TEXT SHOWN:

Let’s face it – nothing is ever going to beat lying on a massage couch while someone with skill and healing hands gives you a lovely treatment (looking at you, Lee!) However, the traditional Indian system of lifestyle and healing, Ayurveda, has a wonderful self-care practice called Abhyanga.
Abhyanga (no, I don’t know how to pronounce it either!) is self-massage with oils. Because it’s Ayurveda, there are of course different recommendations for oils to use for the different Doshas – sesame or almond for Vata, olive or coconut for Pitta, and sunflower or sesame for Kapha – but at the moment I’m using up a mix of oils left over from closing my Aromatherapy practice a few months ago. I think there’s fractionated coconut oil (fractionated is treated so that it is liquid at room temperature – it’s a gorgeous, silky oil to use), macadamia and jojoba in there.
If you buy a ready-mixed Dosha massage oil, such as these, they will often have essential oils included in the mix, but you’re going to be bathing or showering immediately after your self-massage so you will really only get the inhalation benefits of these and very little absorption. It certainly adds to the delight of the treatment to have these beautiful aromas though.
So you’ve got your oil ready, what’s next? First of all, warm it to skin temperature. I do that by sitting it in a bowl of hot water for a few minutes. Second, and most important, let everyone else in the house know that you will not be available to meet their needs, requests or demands for the next 20 minutes or so. Then take yourself into your cosy bathroom, lay a fluffy towel on your toilet seat or a stool, disrobe (love that word!) and have a seat.
Traditionally you start your massage at the top of your head and work down. So pour a little of your oil into your hand and let it drizzle right onto the crown of your head. Give your scalp a good old rub, get the finger tips in there and encourage the skin of your scalp to be not quite so stuck to your skull. Pull your hair as hard or as gently as you like. If you’ve ever had an Indian Head Massage, you’ll have a good idea what to do.

[Records of labeled points]
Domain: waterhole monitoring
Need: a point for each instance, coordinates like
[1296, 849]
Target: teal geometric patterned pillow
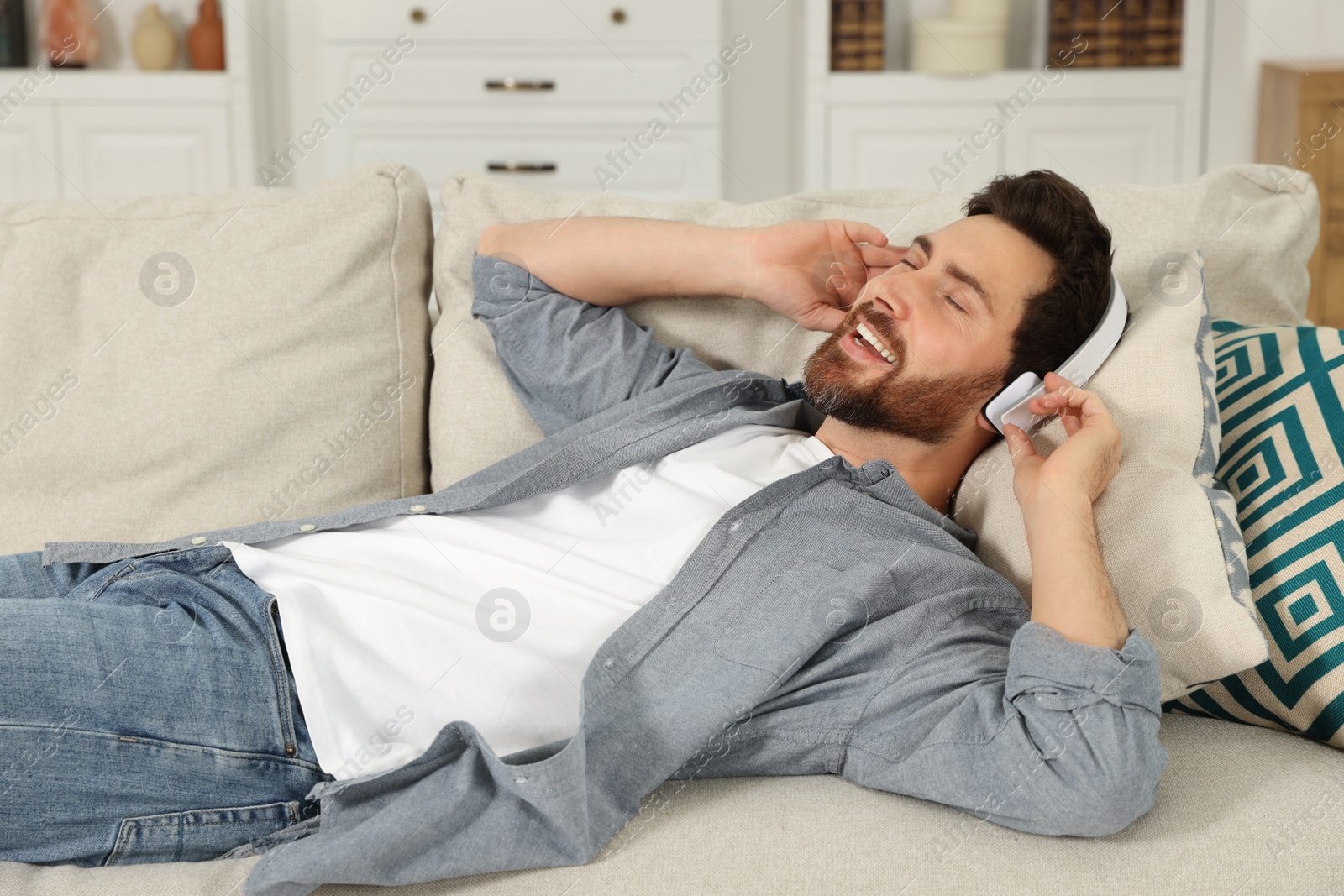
[1280, 401]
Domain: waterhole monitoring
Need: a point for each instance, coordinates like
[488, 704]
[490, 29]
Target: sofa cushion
[1153, 380]
[1278, 394]
[1240, 810]
[187, 363]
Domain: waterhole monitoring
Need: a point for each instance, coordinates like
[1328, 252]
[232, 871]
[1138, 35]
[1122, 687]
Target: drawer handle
[522, 165]
[514, 83]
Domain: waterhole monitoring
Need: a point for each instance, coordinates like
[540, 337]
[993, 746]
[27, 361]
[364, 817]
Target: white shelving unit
[879, 129]
[82, 134]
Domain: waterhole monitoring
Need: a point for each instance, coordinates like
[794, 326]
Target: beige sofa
[266, 391]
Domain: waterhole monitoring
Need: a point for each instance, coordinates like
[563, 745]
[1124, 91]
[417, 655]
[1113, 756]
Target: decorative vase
[69, 34]
[206, 39]
[155, 43]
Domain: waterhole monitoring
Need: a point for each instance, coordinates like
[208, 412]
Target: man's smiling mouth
[867, 342]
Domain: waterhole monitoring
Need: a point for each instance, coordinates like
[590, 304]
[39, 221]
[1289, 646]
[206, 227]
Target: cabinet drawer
[679, 164]
[512, 20]
[665, 82]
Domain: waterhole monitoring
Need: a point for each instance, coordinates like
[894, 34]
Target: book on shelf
[13, 35]
[857, 35]
[1113, 34]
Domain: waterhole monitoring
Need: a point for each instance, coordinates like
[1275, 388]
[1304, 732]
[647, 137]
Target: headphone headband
[1010, 403]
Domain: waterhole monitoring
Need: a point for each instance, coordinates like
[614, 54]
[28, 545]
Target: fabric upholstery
[275, 369]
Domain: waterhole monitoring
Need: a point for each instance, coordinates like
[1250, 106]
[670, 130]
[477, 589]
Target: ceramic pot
[69, 33]
[206, 40]
[154, 43]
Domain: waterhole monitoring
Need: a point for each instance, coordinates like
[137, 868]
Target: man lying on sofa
[698, 573]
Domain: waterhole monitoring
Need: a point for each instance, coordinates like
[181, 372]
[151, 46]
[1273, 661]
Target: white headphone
[1010, 403]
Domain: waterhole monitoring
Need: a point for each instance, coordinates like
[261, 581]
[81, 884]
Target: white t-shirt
[400, 626]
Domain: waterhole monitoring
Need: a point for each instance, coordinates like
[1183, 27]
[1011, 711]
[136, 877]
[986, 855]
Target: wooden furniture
[874, 129]
[551, 94]
[71, 134]
[1301, 125]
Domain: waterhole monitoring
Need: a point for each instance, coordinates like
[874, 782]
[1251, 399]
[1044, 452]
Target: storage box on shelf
[875, 129]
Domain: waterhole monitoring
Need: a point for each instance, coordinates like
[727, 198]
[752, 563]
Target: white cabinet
[1132, 144]
[877, 147]
[561, 96]
[27, 154]
[141, 150]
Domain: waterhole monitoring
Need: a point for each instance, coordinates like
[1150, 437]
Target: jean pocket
[195, 836]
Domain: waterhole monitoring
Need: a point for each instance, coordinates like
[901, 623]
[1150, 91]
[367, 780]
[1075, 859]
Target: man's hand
[813, 270]
[1084, 465]
[1070, 590]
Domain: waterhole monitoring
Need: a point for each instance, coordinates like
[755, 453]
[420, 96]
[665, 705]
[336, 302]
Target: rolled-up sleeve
[568, 359]
[1057, 738]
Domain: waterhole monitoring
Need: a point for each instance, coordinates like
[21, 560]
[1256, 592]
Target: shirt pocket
[199, 835]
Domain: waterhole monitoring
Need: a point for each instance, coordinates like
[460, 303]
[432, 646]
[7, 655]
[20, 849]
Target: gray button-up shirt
[830, 624]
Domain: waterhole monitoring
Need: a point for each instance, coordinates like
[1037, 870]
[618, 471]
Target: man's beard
[924, 409]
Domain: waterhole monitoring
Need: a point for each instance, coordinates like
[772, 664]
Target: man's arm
[616, 261]
[808, 270]
[544, 291]
[1070, 590]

SHORT EXERCISE 1:
Please decide whether each statement below agrees with the self-massage text, answering yes or no and quoting the deciding words. (a) Olive or coconut oil is suggested for Pitta. (b) The oil is warmed by heating it in a microwave. (c) Traditionally the massage begins at the feet.
SHORT EXERCISE 2:
Extend the self-massage text, starting after its last sentence.

WRITTEN RESPONSE 1:
(a) Yes: "olive or coconut for Pitta"
(b) No: "I do that by sitting it in a bowl of hot water for a few minutes."
(c) No: "Traditionally you start your massage at the top of your head and work down."

WRITTEN RESPONSE 2:
Then, continuing to add oil as you need to, move on to your face. You can stroke quite firmly with your finger tips from the centre of your forehead out to the sides, circle gently round your eye sockets, make little circles at your temples, and stroke over your cheekbones and jaw. Give your ears some attention, inside and out. Earlobes appreciate a bit of a pull.
Continue to work your way down your body. You will be able to do quite vigorous, long strokes on your limbs, and circles round your joints. Go more gently on your torso. Give your decolletage some love, and oil over and around your breasts – this also allows you to check for lumps at the same time. Make big, clockwise circles on your abdomen, that’s the way your digestive system is organised (this is great for constipation, by the way).
Get your back done any way you can – I usually slap plenty of oil on my lower back and then use the backs of my hands to work it as high up between my shoulder blades as I can reach. Don’t forget your hands themselves. They’re doing all the work, but they will love a bit of attention around the joints and a nice deep circling press into the middle of the palm.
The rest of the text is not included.